→ Requirements: Collect each line of the records that contains the string "flower". Case counts.

→ Dataset extract:
----

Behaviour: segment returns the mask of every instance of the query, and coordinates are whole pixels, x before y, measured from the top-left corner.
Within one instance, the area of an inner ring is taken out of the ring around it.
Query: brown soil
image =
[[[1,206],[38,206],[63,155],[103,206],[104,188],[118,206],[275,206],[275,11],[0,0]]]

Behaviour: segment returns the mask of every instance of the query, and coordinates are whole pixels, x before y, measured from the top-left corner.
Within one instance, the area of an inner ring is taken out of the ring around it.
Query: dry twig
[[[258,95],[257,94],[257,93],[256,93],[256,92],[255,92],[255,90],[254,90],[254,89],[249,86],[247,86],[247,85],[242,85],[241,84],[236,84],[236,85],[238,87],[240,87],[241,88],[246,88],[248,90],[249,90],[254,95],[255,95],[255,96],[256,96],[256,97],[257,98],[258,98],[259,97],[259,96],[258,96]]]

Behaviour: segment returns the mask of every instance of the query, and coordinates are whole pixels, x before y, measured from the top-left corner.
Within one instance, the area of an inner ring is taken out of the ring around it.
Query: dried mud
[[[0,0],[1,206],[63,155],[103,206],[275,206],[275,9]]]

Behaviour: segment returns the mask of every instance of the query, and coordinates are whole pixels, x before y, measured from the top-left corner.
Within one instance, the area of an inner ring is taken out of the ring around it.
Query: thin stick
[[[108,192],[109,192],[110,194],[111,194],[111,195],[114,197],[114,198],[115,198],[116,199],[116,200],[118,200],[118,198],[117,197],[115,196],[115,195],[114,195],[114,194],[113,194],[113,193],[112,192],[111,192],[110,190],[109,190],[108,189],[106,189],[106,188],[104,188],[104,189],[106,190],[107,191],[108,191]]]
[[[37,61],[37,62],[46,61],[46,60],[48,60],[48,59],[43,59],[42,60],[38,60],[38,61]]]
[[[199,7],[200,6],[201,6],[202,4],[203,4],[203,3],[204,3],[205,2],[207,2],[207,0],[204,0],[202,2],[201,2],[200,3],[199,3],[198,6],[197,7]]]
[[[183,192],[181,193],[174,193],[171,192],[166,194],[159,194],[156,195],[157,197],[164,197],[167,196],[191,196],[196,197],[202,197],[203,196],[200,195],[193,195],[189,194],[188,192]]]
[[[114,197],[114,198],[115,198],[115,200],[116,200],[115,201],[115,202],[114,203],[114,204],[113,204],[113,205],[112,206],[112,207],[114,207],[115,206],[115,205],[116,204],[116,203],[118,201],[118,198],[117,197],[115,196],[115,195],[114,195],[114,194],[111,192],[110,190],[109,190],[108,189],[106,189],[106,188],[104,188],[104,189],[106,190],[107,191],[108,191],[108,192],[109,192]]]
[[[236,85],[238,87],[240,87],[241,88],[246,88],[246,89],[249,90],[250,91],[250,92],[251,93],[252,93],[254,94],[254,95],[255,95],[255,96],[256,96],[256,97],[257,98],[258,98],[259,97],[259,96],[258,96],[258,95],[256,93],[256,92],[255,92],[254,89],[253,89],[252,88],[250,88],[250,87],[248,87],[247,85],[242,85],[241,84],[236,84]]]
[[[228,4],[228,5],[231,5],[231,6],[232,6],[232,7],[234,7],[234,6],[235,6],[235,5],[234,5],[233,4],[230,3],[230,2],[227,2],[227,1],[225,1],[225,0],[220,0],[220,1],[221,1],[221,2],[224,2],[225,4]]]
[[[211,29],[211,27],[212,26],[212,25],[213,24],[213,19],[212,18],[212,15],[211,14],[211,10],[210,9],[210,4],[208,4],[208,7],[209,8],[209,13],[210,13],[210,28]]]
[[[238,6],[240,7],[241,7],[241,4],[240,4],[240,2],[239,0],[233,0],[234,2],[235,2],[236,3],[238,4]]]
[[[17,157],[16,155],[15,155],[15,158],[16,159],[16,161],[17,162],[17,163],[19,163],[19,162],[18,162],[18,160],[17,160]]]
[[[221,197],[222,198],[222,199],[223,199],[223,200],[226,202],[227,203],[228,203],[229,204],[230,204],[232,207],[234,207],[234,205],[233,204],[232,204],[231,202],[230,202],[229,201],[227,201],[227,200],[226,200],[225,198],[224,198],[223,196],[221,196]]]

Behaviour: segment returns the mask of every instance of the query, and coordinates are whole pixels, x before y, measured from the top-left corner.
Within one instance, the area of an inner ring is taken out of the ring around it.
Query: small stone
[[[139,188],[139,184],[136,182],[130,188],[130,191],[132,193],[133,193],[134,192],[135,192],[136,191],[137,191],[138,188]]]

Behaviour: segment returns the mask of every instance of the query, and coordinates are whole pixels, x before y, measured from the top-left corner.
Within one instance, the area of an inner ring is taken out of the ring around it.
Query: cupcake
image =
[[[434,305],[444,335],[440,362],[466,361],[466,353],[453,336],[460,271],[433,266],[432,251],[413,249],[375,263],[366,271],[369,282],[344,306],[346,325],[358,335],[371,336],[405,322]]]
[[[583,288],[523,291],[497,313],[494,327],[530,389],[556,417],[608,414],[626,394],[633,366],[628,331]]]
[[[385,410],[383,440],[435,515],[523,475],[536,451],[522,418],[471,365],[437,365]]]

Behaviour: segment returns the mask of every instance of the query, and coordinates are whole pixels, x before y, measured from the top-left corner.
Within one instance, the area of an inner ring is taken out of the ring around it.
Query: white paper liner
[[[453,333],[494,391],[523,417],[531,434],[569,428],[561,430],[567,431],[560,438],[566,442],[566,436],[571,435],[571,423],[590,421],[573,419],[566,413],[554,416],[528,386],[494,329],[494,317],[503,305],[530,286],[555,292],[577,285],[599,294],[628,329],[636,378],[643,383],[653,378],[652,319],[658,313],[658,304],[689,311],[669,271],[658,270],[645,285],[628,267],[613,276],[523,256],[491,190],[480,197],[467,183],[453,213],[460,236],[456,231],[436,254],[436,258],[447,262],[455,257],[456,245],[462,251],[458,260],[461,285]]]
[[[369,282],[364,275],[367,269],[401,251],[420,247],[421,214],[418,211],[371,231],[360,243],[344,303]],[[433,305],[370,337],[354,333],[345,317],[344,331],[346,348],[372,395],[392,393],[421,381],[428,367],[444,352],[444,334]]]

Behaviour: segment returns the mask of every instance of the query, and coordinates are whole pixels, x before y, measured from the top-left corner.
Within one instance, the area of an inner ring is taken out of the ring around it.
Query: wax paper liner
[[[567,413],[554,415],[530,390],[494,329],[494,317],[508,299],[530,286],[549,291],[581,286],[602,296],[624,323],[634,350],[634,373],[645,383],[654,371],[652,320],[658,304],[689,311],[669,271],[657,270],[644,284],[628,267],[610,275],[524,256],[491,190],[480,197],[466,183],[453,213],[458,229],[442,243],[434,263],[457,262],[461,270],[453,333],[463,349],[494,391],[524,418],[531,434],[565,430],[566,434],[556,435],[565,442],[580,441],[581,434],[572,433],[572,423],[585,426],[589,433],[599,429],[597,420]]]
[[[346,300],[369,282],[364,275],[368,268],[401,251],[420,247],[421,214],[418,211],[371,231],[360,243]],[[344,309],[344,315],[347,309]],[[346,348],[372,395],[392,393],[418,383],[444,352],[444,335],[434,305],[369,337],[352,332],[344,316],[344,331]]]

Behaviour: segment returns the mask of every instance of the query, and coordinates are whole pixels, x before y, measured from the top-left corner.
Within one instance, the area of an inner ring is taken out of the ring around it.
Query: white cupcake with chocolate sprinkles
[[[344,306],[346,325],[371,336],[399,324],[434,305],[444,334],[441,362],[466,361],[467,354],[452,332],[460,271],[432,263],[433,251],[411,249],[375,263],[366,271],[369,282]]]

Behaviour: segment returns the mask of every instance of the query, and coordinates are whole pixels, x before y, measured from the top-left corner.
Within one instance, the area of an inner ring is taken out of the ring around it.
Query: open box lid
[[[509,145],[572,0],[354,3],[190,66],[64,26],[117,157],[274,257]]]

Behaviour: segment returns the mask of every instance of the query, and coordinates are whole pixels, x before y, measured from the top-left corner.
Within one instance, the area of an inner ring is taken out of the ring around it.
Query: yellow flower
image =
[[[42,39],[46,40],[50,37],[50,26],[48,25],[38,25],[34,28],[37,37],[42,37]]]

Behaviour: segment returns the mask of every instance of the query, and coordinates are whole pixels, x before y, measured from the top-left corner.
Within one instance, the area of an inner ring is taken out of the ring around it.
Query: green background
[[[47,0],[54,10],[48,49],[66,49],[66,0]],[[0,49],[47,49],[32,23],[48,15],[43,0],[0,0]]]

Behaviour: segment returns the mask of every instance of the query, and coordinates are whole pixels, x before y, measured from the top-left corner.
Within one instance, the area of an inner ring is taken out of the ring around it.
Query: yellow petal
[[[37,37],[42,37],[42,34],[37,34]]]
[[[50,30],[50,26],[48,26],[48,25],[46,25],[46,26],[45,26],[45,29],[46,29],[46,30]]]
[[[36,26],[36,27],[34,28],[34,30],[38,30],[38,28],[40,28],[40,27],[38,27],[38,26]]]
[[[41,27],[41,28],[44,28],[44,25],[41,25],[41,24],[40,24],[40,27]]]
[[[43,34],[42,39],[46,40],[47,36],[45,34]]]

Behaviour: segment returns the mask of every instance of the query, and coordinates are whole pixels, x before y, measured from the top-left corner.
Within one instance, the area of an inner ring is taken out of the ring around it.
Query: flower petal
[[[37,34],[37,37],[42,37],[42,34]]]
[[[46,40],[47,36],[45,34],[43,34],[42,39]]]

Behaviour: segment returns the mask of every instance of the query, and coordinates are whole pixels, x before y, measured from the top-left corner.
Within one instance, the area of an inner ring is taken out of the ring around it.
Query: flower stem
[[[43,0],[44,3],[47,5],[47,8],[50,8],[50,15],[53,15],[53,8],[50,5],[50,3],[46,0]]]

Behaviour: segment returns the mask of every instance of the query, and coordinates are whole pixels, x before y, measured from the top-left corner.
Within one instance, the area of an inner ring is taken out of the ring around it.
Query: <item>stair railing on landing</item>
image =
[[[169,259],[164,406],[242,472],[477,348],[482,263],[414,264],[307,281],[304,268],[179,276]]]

----

→ Answer to this exercise:
Query: yellow flower
Query: flower petal
Query: flower stem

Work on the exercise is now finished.